══ Entries provided
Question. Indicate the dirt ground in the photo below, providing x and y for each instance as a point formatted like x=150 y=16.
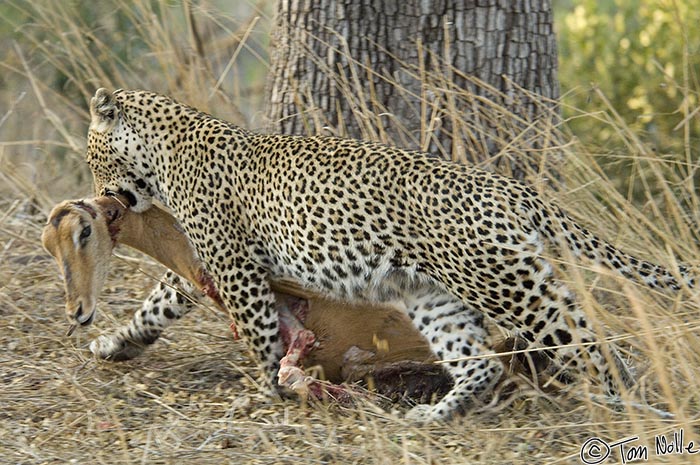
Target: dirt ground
x=192 y=397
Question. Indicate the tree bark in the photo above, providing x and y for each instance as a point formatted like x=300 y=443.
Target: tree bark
x=469 y=80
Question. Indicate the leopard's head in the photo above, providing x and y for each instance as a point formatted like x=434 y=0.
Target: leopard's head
x=118 y=155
════
## Challenge
Please change "Target" to "Label" throughout the records and write them out again with nothing else altered. Leave the pictures out of your answer.

## Response
Question. Indicate the dirt ground in the photo below, providing x and y for each instance as a point formatted like x=150 y=16.
Label: dirt ground
x=192 y=397
Question. Indicate the tree bark in the photo above, providing x and y for each instance as a point formatted like x=300 y=443.
Label: tree bark
x=469 y=80
Question. Indicate the leopard's head in the photo above, providing x and y for each instance as a point formatted like x=434 y=0.
Label: leopard's head
x=118 y=155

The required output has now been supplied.